#### Raw records

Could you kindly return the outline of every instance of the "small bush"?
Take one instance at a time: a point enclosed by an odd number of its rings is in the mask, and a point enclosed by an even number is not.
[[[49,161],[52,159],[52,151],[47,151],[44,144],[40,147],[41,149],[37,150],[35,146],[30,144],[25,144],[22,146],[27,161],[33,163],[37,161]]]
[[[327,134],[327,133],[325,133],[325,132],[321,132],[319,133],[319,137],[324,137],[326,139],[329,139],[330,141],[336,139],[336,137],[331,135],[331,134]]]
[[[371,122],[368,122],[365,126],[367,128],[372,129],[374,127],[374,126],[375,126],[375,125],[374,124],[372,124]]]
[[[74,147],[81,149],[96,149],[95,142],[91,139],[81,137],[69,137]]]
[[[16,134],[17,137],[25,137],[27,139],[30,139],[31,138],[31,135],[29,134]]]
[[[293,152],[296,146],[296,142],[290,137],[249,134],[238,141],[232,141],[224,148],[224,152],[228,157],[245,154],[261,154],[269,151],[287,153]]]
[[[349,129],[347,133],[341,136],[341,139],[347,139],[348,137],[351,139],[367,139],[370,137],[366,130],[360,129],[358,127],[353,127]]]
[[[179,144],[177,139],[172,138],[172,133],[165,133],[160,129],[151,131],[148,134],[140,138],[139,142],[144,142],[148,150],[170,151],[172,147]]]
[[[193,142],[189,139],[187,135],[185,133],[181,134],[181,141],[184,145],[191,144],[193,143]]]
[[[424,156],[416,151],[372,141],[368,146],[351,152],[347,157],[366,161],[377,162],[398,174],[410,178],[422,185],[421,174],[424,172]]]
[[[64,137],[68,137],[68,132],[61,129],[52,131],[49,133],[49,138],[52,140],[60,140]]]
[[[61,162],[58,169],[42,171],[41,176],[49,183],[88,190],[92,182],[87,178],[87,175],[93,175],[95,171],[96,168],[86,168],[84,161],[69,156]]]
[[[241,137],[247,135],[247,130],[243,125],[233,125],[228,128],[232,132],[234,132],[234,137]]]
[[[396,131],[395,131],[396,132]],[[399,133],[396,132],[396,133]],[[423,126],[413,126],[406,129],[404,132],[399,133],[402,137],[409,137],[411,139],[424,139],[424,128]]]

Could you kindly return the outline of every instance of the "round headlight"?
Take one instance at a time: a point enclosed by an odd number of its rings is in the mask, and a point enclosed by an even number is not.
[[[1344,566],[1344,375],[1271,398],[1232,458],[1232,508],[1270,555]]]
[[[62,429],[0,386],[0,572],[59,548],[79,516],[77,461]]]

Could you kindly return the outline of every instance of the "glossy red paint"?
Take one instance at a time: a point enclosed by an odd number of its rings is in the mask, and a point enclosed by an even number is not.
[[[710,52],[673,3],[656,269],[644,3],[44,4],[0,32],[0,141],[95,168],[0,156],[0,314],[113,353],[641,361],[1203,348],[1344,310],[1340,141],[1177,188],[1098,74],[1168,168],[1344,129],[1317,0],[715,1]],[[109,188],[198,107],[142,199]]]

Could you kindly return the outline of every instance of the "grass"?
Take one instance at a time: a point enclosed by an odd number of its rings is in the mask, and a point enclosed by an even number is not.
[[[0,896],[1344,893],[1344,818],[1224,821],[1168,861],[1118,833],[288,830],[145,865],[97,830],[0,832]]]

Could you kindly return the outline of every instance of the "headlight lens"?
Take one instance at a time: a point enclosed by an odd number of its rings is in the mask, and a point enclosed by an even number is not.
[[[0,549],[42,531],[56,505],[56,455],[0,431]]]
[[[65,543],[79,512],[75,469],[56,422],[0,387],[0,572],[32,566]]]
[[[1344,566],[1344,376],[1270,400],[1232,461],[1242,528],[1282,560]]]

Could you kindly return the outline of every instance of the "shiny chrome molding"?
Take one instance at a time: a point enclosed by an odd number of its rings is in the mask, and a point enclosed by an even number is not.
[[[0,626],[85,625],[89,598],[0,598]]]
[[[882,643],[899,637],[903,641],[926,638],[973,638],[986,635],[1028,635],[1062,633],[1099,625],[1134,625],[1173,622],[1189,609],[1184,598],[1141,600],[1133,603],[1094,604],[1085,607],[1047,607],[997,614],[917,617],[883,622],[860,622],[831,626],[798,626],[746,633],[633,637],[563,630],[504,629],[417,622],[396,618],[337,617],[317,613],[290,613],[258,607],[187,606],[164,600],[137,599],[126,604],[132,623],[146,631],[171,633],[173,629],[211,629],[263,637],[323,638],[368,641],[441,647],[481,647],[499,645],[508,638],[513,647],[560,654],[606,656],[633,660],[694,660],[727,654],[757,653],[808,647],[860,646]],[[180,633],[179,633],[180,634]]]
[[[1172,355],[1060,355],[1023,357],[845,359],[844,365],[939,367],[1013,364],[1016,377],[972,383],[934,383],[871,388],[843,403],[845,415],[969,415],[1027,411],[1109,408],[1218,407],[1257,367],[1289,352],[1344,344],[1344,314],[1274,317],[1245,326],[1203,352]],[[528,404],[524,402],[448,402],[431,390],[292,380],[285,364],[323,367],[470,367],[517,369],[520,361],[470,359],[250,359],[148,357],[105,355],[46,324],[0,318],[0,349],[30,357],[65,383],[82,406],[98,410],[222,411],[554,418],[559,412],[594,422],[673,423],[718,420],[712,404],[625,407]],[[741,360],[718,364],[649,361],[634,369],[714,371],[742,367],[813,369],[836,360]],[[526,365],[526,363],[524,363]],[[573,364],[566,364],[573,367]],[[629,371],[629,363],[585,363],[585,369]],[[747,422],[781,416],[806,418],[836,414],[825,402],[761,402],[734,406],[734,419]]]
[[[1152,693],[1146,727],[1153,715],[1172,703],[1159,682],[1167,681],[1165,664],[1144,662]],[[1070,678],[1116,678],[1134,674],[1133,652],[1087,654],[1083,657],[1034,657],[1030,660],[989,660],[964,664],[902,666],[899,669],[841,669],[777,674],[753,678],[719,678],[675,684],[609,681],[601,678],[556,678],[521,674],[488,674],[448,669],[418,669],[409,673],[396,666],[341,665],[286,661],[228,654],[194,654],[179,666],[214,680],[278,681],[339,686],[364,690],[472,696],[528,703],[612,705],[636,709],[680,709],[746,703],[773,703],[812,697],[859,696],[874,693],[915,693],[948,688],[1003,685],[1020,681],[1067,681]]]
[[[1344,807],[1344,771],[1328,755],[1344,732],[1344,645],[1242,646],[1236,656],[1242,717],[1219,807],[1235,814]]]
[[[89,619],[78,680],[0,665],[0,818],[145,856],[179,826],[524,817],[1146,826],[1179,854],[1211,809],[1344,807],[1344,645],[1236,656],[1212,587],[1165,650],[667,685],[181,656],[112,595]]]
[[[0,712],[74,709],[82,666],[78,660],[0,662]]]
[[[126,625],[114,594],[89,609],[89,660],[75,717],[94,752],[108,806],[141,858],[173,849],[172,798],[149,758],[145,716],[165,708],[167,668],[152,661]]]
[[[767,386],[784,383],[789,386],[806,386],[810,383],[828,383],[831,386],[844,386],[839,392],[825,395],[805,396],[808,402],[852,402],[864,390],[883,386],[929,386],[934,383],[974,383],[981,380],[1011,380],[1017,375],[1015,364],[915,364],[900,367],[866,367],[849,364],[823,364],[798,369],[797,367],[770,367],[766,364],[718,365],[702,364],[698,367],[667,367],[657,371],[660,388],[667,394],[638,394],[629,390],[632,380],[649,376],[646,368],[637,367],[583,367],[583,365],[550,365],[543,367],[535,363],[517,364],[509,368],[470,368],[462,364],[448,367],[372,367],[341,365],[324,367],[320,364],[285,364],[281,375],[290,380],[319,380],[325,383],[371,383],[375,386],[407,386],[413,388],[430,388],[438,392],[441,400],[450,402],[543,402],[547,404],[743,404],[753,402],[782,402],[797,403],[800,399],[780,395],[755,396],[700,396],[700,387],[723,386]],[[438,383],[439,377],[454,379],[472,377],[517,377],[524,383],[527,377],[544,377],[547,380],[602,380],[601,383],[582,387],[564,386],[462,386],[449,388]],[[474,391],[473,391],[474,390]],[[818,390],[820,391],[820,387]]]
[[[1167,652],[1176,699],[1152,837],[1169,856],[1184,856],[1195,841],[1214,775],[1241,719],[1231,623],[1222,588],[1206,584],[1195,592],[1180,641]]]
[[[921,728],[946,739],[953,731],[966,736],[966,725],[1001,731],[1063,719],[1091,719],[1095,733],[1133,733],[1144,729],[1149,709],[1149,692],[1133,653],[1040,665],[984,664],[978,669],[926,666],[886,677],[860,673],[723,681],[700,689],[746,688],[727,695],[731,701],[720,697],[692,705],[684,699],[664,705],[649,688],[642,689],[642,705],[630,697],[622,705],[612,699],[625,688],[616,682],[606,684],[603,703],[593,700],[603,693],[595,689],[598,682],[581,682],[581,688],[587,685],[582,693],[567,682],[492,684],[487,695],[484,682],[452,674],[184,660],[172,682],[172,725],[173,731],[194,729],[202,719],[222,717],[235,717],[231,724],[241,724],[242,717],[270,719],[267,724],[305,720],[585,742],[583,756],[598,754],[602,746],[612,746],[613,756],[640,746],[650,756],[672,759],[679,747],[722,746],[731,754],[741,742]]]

########

Copy the records from the beginning through the line that contains "[[[62,429],[0,386],[0,572],[59,548],[79,516],[77,461]]]", keeping the requests as they are, and increase every coordinate in the outlines by 129.

Could you kindly return the outline of every instance of the "small bush"?
Take one instance at a time: a point enclosed by an odd number of its rings is in the mask, and a point enclosed by an even number is not.
[[[178,290],[181,288],[181,280],[176,280],[173,273],[169,276],[170,278],[166,279],[164,275],[159,273],[154,273],[151,275],[156,290],[162,292],[166,290]]]
[[[456,263],[456,262],[454,262],[454,261],[450,261],[448,262],[448,266],[453,266],[455,268],[458,268],[459,270],[465,268],[465,266],[460,264],[460,263]]]
[[[500,251],[497,251],[494,255],[496,257],[501,258],[503,256],[503,255],[504,255],[504,254],[503,253],[501,253]]]
[[[203,276],[210,278],[225,278],[224,271],[220,268],[210,266],[198,266]]]
[[[145,263],[146,266],[154,266],[156,268],[159,268],[160,267],[160,264],[158,263]]]
[[[422,281],[425,275],[425,271],[419,266],[378,263],[367,270],[361,270],[353,277],[353,281],[357,286],[374,283],[390,283],[398,280],[416,282]]]
[[[478,258],[476,262],[470,265],[470,268],[476,268],[477,266],[480,268],[496,268],[499,266],[495,259],[489,258],[487,256],[482,256]]]
[[[308,273],[306,268],[301,267],[301,262],[294,262],[289,258],[280,260],[277,263],[269,267],[268,271],[273,271],[277,279],[299,280],[301,276]]]
[[[322,271],[318,268],[316,264],[314,262],[310,263],[310,270],[313,274],[320,273],[322,272]]]
[[[553,285],[545,280],[501,270],[497,275],[480,281],[476,286],[495,290],[506,291],[527,303],[539,307],[551,314],[550,303],[553,301]]]
[[[193,266],[197,266],[197,261],[190,258],[181,260],[178,262],[178,267],[181,269],[189,269]]]
[[[190,291],[187,298],[171,300],[170,305],[178,312],[217,319],[221,311],[216,307],[216,304],[222,304],[224,300],[225,297],[215,297],[213,290],[198,285]]]
[[[370,266],[376,264],[376,259],[372,254],[362,254],[357,257],[361,261],[363,261],[363,266]]]
[[[525,260],[524,260],[525,261]],[[528,262],[525,261],[525,262]],[[552,255],[542,255],[535,258],[533,261],[528,262],[531,266],[538,266],[540,268],[553,268],[553,257]]]

Could you kindly return the outline of every instance of the "round headlight"?
Take one instance at a time: a point enclosed by an odd number of its rings is in the mask, and a point enclosed by an even number is not.
[[[1473,695],[1473,504],[1400,527],[1361,587],[1361,637],[1399,684]]]
[[[191,558],[129,515],[129,701],[188,677],[208,645],[206,590]]]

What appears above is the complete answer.